Чудеса в решете, или Веселые и невеселые побасенки из века минувшего
Шрифт:
Дети – Андрюша и Даня – все это время находились у матери невестки. Иногда, впрочем, Даня ночевал у нас – детская кроватка всегда стояла в спальне на ул. Дм. Ульянова.
Последнюю ночь в Москве трехлетний красавец и умница Даня провел с нами. Помню от слова до слова его детский лепет перед сном, но не стану воспроизводить его на бумаге – щажу свое больное сердце.
Навсегда запомнила я и день отъезда
И еще одно было странно и непривычно: Алика провожала толпа незнакомых мне и Д. Е. молодых людей. То и дело полумрак зала освещали вспышки фотоаппаратов (через несколько дней нам домой принесли целую кипу снимков: но в толпе лишь изредка мелькали знакомые лица – ученики Алика, ученики Кати).

= = =

• Задание
Продолжите приведенный выше отрывок о проводах Алика: пишите сразу после его последнего предложения.

• Исходные данные
= = =

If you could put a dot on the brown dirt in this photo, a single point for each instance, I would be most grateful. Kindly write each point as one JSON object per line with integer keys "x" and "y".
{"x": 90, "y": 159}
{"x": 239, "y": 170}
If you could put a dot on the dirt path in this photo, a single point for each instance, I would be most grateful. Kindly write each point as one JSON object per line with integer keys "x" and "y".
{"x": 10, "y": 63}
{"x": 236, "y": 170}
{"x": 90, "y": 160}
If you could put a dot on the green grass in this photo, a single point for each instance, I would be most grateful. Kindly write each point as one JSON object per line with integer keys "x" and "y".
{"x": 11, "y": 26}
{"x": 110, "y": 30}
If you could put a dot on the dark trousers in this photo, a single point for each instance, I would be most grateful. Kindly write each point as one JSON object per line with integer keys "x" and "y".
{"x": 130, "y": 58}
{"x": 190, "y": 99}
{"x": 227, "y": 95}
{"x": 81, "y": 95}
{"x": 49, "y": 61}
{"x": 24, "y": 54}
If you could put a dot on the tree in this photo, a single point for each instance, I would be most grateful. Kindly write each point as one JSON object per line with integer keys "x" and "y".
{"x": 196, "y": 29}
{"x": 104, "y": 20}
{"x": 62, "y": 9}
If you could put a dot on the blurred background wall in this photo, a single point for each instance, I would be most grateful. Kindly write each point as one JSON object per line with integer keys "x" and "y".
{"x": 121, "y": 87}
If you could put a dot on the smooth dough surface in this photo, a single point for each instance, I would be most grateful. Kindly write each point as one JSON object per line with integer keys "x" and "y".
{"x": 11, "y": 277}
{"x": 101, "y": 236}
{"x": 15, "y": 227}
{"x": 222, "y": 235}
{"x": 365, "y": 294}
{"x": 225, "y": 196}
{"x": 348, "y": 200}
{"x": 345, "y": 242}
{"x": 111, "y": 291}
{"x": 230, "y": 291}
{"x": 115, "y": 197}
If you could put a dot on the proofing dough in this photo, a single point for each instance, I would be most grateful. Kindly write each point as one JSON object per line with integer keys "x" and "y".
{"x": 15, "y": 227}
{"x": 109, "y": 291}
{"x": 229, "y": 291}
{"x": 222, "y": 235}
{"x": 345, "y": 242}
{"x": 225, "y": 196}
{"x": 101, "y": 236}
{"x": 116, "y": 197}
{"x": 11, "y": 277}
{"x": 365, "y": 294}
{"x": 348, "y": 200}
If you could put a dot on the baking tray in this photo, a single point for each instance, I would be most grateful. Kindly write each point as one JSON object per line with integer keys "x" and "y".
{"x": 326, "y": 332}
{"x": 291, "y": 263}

= = =

• Ответ на задание
Мы, маленькая кучка ближайших родственников, были как бы сбоку припека. Никто из нашей родни и друзей, конечно, не пришел, не явились и родные невестки – только ее мама Нина Александровна, да еще брат Дима Арнольд, гениальный математик. Помню, он спрашивал меня: «Они и правда занимаются чем-то новым? Может, я должен был Кате больше помогать?» (Замечу в скобках: несмотря на то что я была тогда как бы в ступоре, слова Арнольда меня поразили. Впервые я поняла, что вся семья Арнольдов фактически на иждивении Димы.)
Но самое главное, что я только много лет спустя осознала: толпа провожающих прощалась не с Аликом, а с художником-нонконформистом Меламидом. Для них Алик был не просто бунтарь, а выразитель дум и помыслов части советской молодежи.
Но вот все кончилось. Правда, и Комар – он уехал позже, – и ученики Алика приходили к нам каждый раз, когда Алик звонил еще с дороги.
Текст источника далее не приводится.